Task instructions: How many lines in the material below contain the string "left"? Reply with the number alone.

Point labeling examples
▽
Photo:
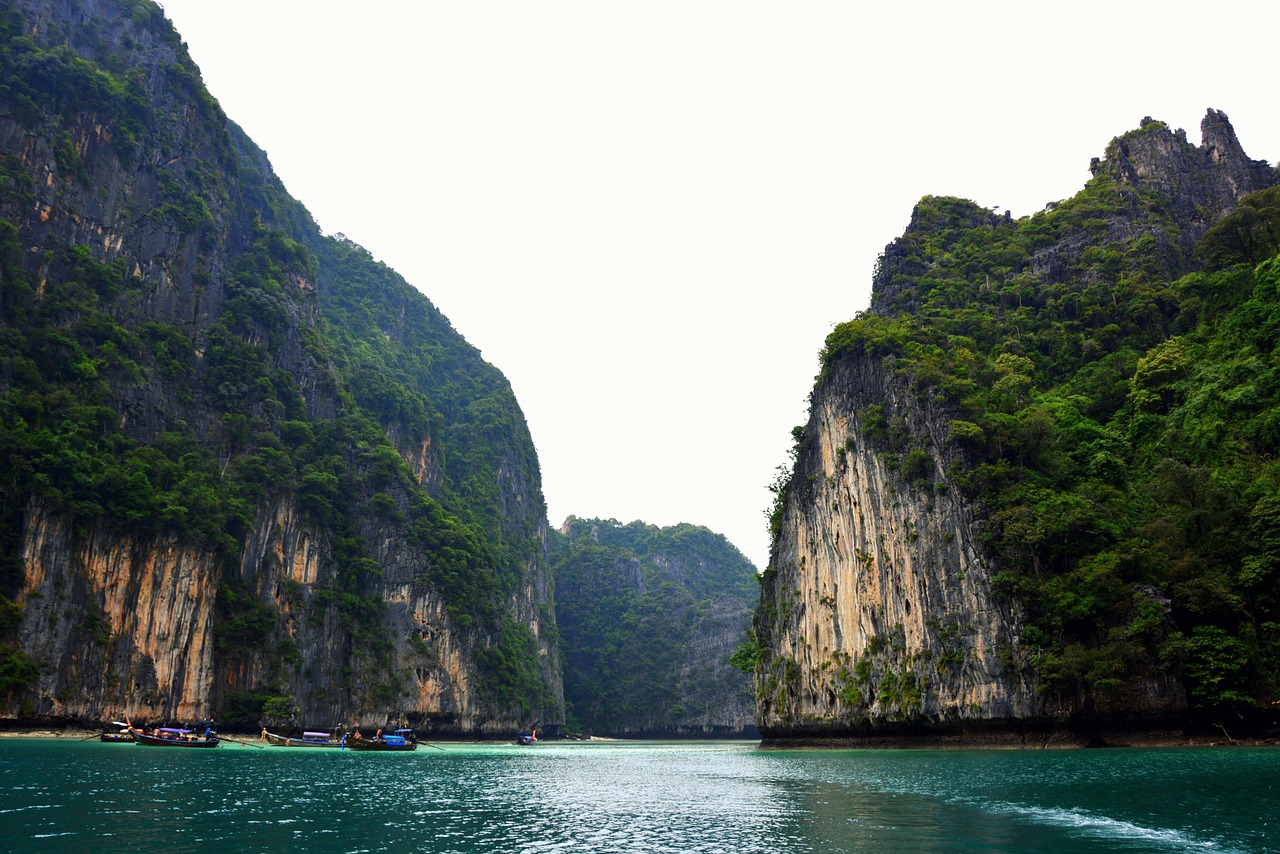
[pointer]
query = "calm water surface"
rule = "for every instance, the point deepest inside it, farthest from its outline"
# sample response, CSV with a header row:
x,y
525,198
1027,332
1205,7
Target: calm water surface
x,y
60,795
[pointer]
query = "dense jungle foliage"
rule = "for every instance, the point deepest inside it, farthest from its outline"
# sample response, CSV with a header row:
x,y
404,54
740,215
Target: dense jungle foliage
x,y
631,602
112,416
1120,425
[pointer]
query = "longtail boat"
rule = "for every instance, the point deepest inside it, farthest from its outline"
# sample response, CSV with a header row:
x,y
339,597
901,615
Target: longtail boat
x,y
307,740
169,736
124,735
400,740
△
▽
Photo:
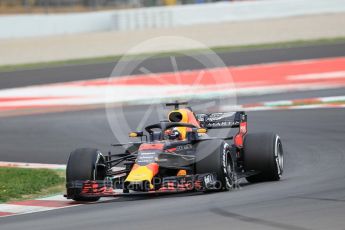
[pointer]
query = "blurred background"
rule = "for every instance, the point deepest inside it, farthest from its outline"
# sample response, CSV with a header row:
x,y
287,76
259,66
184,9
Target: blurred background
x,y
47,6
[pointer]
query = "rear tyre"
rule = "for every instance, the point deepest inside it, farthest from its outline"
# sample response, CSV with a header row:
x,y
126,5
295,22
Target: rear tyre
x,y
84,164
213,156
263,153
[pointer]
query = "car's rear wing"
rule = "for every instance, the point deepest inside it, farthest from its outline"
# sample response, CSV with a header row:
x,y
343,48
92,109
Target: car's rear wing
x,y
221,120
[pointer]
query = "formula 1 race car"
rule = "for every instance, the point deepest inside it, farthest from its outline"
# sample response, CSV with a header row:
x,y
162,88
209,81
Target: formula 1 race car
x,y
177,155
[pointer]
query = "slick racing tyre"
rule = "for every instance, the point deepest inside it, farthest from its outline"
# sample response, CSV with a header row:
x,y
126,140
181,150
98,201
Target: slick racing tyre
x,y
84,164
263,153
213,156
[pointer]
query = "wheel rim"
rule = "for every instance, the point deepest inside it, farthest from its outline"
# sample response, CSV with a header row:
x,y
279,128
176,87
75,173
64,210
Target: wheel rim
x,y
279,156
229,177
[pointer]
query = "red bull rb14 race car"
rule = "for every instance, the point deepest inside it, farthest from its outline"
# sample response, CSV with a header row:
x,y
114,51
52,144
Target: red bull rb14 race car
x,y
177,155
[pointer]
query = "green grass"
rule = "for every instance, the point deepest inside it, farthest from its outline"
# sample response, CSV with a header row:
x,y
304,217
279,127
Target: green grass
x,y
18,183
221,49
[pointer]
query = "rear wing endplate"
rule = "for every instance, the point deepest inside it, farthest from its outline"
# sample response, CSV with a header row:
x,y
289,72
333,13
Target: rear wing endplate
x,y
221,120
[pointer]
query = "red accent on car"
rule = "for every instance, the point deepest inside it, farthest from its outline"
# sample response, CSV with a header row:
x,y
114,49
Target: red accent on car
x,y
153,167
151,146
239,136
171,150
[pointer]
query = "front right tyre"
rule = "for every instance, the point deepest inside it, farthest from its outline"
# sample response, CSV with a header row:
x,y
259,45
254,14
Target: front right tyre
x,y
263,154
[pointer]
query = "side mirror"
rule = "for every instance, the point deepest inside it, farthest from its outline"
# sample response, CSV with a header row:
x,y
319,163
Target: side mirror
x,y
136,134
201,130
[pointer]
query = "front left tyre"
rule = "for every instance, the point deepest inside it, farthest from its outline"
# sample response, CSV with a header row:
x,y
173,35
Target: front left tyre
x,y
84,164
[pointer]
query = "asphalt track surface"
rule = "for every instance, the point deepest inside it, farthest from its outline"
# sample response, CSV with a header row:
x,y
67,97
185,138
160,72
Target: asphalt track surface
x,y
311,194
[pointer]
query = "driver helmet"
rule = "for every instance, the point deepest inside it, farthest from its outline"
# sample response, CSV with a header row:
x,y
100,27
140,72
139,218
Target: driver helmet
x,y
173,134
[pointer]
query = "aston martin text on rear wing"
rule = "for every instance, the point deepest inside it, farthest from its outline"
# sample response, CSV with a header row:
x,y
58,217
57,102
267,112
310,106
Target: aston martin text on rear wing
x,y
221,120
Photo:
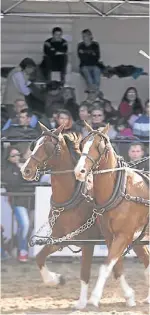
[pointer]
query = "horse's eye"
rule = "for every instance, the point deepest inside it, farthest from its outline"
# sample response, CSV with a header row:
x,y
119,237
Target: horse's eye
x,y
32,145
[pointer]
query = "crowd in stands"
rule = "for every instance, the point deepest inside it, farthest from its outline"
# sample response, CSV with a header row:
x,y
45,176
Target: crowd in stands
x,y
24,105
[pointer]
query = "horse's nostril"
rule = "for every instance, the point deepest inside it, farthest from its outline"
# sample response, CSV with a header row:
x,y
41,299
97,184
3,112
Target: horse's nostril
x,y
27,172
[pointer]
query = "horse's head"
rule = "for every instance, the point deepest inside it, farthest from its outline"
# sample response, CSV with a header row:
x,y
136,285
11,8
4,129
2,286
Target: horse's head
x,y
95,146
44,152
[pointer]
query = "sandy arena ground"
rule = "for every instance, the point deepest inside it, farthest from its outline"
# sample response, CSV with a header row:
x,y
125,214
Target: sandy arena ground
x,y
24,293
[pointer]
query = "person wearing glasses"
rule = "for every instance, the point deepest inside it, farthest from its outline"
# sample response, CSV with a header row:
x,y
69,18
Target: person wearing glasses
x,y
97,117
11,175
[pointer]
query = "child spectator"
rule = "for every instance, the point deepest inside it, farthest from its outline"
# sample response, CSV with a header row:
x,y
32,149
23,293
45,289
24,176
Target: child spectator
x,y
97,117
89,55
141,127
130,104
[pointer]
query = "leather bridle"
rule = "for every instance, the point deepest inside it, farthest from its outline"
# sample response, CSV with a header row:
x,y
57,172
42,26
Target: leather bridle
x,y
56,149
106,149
△
Solution for this exercise: 2